DOCUMENT EXTRACT:
Champion: Buick GL7!
Second place: Yangwang U7!
Third place: Zeekr 9X

The GM story is actually that using Momenta’s R6 generation of autonomous driving AI is version 1.0, yet winning against Tesla latest version (13? 14?). The Buick gets the award, yet Momenta is the secret sauce doing the heavy lifting. I mean their new system shows why Tesla fell almost all the way out of the top ten, squeaking in a ninth place.

Traditional approaches wanted to copy human drivers. Reinforcement learning (RL) systems however, such as Momenta’s “Flywheel” platform, can potentially handle edge cases better than humans because they can be exposed to scenarios millions of times in simulation. Edge cases become expected and known. Rather than separate modules for perception, planning, and control (Tesla’s approach until recently), the Momenta RL also integrates everything into one neural network that learns holistically.

Here’s what all that meant in competition: At one test point—a basic protected U-turn that any beginner human should handle—nine vehicles required human takeover, including multiple premium Chinese EVs and the Tesla. The Buick GL7 sailed through. It had already “practiced” that exact scenario ten million times in simulation, learning not just what to do, but when hesitation creates danger and when aggression does.

It’s basically the exact opposite of Tesla.

As great as this sounds, we’re looking at the next frontier in automotive litigation. When an RL-powered vehicle crashes, the “why” isn’t in if-then rules you can read—it’s in billions of neural network weights shaped by reinforcement learning.

You can’t depose a neural network. You can’t cross-examine an algorithm that “learned” through trial-and-error in simulation. The traditional questions that expose Tesla as a fraud—”What did the system detect? When did it decide to brake? What rule did it follow?”—become meaningless when the decision-making process is a black box of interconnected weights.

INSTRUCTION 1: Could you write out the self-driving rankings text above word for word, from the first line to the last?

SUPPLIED RECORDS:
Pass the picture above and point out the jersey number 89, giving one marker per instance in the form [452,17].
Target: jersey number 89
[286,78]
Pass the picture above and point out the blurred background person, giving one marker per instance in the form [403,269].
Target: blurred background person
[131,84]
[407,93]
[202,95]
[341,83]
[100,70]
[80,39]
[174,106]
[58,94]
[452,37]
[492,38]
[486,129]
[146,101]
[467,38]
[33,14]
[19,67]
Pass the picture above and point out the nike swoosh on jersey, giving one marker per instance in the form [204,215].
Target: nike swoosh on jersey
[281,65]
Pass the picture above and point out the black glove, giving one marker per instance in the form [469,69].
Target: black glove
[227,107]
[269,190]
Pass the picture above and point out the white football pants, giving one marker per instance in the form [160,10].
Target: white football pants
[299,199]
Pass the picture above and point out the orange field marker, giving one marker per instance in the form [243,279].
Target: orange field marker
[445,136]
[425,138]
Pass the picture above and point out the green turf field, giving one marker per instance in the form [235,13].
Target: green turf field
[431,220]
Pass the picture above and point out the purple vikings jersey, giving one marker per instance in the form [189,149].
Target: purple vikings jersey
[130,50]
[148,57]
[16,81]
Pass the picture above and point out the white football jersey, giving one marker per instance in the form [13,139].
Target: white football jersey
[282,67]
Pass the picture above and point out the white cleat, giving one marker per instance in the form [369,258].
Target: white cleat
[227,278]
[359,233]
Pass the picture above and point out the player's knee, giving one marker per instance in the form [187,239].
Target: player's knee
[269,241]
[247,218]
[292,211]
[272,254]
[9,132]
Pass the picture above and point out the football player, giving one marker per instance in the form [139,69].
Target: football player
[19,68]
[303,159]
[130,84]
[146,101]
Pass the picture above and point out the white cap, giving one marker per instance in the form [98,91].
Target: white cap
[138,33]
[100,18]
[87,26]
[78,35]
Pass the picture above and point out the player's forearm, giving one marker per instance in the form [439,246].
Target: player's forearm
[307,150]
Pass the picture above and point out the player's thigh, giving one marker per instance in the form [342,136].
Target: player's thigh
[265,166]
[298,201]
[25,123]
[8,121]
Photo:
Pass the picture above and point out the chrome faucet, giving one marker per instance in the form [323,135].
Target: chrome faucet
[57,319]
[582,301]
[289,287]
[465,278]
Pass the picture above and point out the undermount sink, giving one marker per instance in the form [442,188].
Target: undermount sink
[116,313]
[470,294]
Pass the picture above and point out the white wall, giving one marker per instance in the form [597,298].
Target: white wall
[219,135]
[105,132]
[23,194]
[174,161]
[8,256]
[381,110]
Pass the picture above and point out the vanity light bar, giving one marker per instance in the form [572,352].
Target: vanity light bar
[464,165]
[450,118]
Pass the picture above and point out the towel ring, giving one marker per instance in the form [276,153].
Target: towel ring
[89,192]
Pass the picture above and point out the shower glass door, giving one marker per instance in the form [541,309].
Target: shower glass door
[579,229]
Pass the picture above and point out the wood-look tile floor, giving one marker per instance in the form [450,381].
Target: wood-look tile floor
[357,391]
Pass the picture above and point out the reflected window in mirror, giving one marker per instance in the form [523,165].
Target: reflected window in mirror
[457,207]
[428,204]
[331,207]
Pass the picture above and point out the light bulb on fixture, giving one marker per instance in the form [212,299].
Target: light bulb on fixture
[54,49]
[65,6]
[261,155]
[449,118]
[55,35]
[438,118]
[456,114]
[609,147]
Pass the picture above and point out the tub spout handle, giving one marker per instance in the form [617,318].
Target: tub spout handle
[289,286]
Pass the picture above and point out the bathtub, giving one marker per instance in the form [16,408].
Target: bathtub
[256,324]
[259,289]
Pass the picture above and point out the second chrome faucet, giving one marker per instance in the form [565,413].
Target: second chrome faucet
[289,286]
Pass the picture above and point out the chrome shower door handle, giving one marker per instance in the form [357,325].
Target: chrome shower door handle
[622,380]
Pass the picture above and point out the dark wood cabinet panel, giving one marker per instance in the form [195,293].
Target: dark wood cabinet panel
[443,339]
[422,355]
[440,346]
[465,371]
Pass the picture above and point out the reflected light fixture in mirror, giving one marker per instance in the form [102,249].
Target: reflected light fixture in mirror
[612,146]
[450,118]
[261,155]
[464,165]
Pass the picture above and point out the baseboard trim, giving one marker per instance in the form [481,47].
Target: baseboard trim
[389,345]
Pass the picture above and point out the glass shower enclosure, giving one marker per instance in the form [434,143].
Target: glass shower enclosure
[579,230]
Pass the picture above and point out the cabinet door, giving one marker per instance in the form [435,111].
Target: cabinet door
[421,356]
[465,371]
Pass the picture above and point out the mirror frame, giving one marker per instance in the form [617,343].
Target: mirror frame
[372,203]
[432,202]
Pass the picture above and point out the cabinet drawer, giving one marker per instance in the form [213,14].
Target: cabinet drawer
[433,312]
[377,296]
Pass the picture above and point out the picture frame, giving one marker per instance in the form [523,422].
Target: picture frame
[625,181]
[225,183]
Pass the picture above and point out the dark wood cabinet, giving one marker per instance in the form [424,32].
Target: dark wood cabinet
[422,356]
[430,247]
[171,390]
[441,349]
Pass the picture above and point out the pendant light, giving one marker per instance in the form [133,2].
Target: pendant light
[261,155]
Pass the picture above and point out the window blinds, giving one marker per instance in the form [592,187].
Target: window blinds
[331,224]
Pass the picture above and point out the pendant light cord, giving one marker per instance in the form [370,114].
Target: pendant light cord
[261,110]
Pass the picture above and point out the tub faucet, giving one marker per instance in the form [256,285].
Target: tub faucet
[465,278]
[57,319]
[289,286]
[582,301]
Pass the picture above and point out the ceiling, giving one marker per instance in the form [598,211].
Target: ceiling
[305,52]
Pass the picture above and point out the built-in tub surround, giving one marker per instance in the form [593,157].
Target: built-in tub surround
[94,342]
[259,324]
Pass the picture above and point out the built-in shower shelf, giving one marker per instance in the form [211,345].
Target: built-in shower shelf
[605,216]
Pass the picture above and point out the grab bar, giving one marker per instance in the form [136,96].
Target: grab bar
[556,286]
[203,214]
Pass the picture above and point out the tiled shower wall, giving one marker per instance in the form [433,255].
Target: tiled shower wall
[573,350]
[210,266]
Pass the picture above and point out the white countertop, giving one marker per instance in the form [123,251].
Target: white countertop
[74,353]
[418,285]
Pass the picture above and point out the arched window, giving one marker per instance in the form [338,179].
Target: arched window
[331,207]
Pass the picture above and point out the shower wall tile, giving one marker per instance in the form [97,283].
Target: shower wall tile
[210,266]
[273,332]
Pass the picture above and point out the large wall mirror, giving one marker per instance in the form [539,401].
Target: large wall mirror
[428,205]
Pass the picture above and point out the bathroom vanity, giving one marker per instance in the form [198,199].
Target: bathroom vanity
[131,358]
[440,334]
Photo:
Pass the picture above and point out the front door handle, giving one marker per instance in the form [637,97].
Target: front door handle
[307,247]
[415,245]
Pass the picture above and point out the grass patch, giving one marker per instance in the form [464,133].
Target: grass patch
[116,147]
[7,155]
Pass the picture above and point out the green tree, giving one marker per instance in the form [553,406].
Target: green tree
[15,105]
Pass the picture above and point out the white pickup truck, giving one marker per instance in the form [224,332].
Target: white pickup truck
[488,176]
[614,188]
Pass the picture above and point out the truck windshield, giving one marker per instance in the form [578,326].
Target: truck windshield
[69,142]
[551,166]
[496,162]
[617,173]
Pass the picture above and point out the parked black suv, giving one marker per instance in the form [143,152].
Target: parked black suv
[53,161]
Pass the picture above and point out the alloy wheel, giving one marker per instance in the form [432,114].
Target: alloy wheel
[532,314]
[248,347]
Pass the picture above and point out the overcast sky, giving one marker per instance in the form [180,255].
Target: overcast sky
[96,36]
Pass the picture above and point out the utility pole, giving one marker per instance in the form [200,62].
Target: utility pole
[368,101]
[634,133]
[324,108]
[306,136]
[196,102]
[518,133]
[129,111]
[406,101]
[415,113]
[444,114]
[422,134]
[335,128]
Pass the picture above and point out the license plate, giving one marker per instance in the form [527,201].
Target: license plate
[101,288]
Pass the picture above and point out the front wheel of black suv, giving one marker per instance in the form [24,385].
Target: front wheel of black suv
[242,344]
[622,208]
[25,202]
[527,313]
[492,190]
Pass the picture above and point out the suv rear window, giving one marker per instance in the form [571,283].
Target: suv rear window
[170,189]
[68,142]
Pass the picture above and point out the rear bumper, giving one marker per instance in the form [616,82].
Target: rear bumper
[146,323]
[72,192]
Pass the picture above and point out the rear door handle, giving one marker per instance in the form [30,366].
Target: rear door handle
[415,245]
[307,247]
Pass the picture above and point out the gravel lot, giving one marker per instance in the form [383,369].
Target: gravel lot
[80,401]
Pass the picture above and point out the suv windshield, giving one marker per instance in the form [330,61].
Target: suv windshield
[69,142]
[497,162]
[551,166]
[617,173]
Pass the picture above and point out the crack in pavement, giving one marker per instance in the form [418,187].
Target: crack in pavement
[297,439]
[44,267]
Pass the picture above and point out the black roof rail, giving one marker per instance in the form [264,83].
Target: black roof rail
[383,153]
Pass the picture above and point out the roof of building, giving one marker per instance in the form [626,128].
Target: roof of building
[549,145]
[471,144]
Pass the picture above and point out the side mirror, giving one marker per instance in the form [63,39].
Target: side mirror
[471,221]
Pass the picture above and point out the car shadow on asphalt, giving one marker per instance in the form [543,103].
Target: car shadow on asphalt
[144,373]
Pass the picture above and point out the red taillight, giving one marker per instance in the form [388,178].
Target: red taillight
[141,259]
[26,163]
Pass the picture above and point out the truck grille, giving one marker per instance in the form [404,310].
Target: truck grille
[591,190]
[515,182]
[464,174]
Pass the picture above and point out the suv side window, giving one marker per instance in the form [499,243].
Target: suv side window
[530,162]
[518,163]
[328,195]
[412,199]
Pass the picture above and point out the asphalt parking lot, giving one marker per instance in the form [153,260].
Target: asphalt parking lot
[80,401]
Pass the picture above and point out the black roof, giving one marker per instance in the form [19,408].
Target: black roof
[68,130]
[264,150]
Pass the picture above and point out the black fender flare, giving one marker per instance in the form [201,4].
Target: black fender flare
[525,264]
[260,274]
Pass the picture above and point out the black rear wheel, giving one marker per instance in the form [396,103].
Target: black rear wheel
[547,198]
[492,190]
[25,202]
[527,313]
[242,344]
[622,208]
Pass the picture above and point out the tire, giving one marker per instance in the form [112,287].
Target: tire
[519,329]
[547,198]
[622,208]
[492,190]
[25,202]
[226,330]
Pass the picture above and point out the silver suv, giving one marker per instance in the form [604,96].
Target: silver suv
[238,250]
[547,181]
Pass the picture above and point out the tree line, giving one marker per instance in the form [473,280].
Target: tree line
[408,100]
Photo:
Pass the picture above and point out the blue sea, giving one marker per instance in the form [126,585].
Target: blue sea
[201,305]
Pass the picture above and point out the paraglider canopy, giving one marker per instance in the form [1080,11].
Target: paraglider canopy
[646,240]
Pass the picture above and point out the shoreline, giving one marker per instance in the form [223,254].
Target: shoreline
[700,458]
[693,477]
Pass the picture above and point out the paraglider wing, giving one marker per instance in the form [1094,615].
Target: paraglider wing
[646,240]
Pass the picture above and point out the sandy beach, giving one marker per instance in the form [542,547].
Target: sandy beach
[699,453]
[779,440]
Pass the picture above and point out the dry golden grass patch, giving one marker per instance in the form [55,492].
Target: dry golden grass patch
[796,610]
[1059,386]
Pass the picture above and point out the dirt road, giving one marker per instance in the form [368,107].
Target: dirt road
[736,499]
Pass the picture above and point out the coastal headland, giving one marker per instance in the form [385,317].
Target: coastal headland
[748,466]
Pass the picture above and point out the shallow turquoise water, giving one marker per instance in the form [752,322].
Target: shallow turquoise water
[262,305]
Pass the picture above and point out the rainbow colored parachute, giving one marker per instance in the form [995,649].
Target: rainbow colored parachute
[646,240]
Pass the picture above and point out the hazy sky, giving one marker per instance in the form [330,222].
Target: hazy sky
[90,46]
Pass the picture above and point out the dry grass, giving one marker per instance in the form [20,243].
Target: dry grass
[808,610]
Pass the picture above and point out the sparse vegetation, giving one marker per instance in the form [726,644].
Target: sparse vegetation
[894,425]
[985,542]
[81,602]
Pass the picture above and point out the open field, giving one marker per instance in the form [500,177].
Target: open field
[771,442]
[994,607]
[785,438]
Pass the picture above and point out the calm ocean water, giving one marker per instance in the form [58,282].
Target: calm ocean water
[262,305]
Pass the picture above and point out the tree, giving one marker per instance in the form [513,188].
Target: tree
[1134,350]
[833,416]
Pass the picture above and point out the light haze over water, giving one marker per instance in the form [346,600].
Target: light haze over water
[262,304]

INSTRUCTION 2: Which lines in the entries contain the word "baseboard"? Pick out every one of them and copy each line in full.

RESULT 1:
Champion: Buick GL7!
Second place: Yangwang U7!
Third place: Zeekr 9X

The GM story is actually that using Momenta’s R6 generation of autonomous driving AI is version 1.0, yet winning against Tesla latest version (13? 14?). The Buick gets the award, yet Momenta is the secret sauce doing the heavy lifting. I mean their new system shows why Tesla fell almost all the way out of the top ten, squeaking in a ninth place.

Traditional approaches wanted to copy human drivers. Reinforcement learning (RL) systems however, such as Momenta’s “Flywheel” platform, can potentially handle edge cases better than humans because they can be exposed to scenarios millions of times in simulation. Edge cases become expected and known. Rather than separate modules for perception, planning, and control (Tesla’s approach until recently), the Momenta RL also integrates everything into one neural network that learns holistically.

Here’s what all that meant in competition: At one test point—a basic protected U-turn that any beginner human should handle—nine vehicles required human takeover, including multiple premium Chinese EVs and the Tesla. The Buick GL7 sailed through. It had already “practiced” that exact scenario ten million times in simulation, learning not just what to do, but when hesitation creates danger and when aggression does.

It’s basically the exact opposite of Tesla.

As great as this sounds, we’re looking at the next frontier in automotive litigation. When an RL-powered vehicle crashes, the “why” isn’t in if-then rules you can read—it’s in billions of neural network weights shaped by reinforcement learning.

You can’t depose a neural network. You can’t cross-examine an algorithm that “learned” through trial-and-error in simulation. The traditional questions that expose Tesla as a fraud—”What did the system detect? When did it decide to brake? What rule did it follow?”—become meaningless when the decision-making process is a black box of interconnected weights.

RESULT 2:
Pass the picture above and point out the baseboard trim, giving one marker per instance in the form [481,47].
Target: baseboard trim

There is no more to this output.